◆ **INPUT**
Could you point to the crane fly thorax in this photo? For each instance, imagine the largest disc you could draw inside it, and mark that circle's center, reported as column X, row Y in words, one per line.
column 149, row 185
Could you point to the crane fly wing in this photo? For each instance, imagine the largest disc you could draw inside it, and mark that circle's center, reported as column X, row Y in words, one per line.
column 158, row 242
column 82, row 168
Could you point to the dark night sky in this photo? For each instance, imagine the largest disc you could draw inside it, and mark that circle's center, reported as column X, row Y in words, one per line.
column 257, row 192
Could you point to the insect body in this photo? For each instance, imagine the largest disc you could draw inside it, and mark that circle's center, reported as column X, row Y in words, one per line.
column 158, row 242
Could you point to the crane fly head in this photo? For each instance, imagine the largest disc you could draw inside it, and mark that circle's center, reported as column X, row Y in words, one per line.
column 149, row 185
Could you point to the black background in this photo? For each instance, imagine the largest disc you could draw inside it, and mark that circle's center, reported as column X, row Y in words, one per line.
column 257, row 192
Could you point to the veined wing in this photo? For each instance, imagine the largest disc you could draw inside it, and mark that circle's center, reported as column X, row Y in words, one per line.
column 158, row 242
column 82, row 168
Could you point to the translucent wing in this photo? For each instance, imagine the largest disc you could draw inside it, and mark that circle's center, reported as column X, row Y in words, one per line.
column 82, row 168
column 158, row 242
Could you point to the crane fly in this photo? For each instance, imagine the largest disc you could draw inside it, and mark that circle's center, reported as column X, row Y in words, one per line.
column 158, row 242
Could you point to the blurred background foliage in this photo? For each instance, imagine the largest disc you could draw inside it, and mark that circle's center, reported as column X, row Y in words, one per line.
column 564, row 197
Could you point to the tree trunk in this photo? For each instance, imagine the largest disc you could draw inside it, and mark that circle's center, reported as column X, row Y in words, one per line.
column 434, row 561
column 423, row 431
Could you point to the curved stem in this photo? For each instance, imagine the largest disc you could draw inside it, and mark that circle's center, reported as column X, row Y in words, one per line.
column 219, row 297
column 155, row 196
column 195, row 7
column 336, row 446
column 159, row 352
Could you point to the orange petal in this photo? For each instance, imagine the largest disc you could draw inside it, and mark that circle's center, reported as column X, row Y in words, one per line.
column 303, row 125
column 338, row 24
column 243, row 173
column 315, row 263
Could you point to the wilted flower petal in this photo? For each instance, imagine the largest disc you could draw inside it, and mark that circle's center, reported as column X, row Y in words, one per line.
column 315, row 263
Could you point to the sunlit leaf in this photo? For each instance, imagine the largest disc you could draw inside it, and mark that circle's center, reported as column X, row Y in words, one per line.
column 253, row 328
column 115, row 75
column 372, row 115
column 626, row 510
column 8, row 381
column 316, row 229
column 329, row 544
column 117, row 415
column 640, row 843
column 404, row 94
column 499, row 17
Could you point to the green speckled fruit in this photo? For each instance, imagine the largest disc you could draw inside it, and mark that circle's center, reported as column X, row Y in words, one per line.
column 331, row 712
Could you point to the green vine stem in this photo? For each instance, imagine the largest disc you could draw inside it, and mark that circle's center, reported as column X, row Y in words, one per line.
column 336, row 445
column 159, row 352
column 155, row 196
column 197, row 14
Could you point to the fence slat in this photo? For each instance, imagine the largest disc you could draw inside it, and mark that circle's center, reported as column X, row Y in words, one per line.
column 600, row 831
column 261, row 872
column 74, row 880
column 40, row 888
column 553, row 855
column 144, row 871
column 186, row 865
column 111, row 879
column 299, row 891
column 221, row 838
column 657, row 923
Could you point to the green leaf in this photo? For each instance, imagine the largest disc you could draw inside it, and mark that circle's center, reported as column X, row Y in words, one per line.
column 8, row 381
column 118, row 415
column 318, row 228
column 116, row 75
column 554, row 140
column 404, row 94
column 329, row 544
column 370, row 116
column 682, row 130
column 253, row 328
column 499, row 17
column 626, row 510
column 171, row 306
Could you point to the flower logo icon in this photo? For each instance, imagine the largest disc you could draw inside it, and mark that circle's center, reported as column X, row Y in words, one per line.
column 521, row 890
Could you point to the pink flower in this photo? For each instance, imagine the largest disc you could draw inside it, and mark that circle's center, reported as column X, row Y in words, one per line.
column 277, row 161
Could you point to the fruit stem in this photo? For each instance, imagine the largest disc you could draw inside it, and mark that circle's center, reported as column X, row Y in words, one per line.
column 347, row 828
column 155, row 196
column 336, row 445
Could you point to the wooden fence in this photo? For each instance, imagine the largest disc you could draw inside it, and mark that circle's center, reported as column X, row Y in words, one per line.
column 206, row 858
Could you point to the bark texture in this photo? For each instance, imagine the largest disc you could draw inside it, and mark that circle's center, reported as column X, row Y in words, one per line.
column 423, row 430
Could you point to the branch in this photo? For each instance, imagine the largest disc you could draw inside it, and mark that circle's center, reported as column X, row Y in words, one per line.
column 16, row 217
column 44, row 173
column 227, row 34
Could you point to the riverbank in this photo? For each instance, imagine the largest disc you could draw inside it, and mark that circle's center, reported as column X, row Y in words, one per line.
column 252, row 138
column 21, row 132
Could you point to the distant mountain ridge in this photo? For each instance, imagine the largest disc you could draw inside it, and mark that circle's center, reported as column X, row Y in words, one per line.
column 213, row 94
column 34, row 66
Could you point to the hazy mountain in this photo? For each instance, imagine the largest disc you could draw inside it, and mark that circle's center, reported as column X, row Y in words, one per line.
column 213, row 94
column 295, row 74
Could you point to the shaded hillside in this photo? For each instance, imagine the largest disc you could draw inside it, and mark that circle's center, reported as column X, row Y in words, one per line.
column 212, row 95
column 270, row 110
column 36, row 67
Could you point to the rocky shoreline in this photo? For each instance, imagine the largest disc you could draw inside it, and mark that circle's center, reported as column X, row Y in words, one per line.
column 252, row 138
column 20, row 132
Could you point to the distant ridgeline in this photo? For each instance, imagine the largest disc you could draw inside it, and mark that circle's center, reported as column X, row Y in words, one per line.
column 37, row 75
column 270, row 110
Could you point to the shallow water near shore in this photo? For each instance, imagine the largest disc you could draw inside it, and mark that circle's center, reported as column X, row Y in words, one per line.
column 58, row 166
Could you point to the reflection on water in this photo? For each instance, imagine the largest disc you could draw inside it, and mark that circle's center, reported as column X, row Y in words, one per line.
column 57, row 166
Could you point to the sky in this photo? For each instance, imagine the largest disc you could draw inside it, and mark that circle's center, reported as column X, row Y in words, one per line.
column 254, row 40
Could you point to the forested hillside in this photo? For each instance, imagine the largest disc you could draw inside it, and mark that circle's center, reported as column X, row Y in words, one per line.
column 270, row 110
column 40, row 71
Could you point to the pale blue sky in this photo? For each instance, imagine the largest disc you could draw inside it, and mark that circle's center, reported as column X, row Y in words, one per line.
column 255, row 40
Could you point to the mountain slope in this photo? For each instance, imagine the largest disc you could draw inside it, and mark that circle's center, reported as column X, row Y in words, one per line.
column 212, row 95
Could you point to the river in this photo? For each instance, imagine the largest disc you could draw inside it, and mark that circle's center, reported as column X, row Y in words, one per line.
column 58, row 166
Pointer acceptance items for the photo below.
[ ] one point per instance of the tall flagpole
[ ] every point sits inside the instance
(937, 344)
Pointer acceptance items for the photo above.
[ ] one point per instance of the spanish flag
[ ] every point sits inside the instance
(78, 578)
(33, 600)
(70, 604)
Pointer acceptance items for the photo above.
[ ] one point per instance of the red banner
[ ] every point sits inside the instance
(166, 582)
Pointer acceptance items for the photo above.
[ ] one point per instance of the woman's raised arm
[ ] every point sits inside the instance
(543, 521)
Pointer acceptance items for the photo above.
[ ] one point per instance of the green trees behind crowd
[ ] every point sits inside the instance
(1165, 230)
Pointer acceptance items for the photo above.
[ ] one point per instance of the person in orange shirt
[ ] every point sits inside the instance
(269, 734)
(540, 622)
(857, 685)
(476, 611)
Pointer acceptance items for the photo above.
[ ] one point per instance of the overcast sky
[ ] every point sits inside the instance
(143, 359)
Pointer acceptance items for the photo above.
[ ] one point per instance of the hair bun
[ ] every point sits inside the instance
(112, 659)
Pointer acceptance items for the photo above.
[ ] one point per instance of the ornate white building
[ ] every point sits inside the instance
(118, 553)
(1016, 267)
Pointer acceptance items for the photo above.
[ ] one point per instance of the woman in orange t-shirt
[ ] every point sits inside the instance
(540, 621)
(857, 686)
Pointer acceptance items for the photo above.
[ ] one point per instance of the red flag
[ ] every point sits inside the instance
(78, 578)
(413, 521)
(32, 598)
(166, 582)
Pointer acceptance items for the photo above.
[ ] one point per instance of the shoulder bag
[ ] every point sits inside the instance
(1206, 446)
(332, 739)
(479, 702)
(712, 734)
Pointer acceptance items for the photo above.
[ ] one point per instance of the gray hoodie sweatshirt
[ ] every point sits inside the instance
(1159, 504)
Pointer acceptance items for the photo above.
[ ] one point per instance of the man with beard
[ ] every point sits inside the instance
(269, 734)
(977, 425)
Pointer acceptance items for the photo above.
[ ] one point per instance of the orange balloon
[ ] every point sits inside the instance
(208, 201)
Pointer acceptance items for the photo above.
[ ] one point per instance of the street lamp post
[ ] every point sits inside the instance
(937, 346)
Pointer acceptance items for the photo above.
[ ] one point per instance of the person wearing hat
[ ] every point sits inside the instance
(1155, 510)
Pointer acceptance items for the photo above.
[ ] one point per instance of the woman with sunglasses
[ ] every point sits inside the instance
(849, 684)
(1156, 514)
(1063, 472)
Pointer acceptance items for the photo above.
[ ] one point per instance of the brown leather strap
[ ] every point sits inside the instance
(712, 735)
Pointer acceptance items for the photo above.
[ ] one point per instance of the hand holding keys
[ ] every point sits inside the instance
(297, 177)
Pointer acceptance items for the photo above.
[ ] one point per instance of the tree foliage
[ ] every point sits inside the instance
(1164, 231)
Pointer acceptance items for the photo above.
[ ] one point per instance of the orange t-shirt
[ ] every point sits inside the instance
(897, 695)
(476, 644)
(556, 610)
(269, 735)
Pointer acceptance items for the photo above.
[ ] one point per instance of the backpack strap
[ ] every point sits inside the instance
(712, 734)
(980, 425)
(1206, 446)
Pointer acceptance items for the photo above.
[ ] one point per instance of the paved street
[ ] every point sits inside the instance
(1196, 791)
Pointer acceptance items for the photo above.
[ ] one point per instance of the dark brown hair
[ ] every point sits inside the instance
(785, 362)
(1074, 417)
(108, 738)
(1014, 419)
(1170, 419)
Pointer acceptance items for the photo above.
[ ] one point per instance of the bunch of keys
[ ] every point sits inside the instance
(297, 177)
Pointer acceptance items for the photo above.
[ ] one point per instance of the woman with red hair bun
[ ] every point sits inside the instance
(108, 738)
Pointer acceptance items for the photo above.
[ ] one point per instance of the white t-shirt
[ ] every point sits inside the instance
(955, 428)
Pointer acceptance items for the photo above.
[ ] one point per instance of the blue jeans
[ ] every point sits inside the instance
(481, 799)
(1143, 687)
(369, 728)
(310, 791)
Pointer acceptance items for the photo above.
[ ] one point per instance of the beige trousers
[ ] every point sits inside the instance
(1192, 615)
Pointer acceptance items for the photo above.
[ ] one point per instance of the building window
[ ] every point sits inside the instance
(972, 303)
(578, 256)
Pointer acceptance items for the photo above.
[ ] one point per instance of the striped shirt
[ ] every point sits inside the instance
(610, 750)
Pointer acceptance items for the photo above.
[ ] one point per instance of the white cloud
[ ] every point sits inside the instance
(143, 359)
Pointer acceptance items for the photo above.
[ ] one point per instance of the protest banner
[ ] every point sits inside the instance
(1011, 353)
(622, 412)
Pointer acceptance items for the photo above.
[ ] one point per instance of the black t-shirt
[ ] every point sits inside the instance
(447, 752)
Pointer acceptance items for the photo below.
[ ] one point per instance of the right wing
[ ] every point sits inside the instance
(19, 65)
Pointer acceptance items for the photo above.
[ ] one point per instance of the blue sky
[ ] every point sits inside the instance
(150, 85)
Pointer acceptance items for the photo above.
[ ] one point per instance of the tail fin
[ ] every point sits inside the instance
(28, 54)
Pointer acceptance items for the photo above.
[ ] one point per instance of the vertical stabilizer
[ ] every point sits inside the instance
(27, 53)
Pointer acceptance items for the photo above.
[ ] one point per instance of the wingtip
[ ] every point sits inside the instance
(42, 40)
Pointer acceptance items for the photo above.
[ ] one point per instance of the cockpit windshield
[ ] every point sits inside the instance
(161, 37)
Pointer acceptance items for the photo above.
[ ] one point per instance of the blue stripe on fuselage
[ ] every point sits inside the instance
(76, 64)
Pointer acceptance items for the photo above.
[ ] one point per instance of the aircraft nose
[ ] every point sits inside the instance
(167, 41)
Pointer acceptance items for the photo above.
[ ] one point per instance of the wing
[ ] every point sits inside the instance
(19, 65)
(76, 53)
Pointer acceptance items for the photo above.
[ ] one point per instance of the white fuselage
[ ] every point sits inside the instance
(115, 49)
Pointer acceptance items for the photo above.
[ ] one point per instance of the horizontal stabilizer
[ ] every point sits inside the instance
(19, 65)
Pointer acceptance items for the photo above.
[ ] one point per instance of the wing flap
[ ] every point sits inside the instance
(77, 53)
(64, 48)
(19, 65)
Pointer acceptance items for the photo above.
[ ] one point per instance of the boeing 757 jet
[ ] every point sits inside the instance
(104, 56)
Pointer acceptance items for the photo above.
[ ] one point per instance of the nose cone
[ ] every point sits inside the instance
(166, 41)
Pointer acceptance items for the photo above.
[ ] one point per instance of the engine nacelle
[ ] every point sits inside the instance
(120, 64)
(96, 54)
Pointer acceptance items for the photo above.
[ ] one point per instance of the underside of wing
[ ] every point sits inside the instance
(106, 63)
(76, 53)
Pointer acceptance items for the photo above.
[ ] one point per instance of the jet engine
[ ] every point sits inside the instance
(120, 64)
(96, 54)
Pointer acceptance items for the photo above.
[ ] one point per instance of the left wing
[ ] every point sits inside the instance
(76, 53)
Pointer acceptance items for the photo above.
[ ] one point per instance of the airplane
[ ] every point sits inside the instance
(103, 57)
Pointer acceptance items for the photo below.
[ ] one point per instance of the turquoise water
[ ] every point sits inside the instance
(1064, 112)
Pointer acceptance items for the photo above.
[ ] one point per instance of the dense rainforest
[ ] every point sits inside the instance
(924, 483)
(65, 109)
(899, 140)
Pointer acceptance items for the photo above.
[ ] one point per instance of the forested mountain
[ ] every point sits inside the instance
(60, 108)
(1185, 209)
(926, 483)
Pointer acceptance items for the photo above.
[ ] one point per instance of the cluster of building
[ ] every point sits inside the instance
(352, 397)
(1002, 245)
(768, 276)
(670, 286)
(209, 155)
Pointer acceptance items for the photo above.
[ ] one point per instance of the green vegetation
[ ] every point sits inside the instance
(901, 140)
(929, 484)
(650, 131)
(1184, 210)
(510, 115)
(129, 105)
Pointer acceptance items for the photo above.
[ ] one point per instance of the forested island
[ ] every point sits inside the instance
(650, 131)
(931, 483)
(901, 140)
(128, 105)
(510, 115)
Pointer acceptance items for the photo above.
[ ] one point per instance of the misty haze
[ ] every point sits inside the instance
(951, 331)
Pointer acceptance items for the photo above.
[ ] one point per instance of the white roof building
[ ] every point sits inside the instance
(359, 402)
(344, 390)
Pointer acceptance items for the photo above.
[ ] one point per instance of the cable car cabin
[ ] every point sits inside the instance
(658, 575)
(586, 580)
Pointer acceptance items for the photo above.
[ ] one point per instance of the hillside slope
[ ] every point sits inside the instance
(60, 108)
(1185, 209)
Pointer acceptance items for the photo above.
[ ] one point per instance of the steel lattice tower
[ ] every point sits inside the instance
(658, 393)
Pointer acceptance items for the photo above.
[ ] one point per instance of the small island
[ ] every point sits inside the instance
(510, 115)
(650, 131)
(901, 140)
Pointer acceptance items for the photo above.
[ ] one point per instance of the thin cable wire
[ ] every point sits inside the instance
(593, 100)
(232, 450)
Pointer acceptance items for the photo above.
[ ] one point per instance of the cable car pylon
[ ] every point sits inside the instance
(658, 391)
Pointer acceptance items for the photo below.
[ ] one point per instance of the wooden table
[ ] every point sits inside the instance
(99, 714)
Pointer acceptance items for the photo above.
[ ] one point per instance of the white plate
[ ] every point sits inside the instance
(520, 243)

◆ **TASK INSTRUCTIONS**
Go through the material above, and wherever a line contains the string "with", return it.

◆ **TASK ANSWER**
[ ] one point per instance of the man with beard
[ ] one point per instance of the woman with sunglasses
[ ] one point per instance of the woman with red hair bun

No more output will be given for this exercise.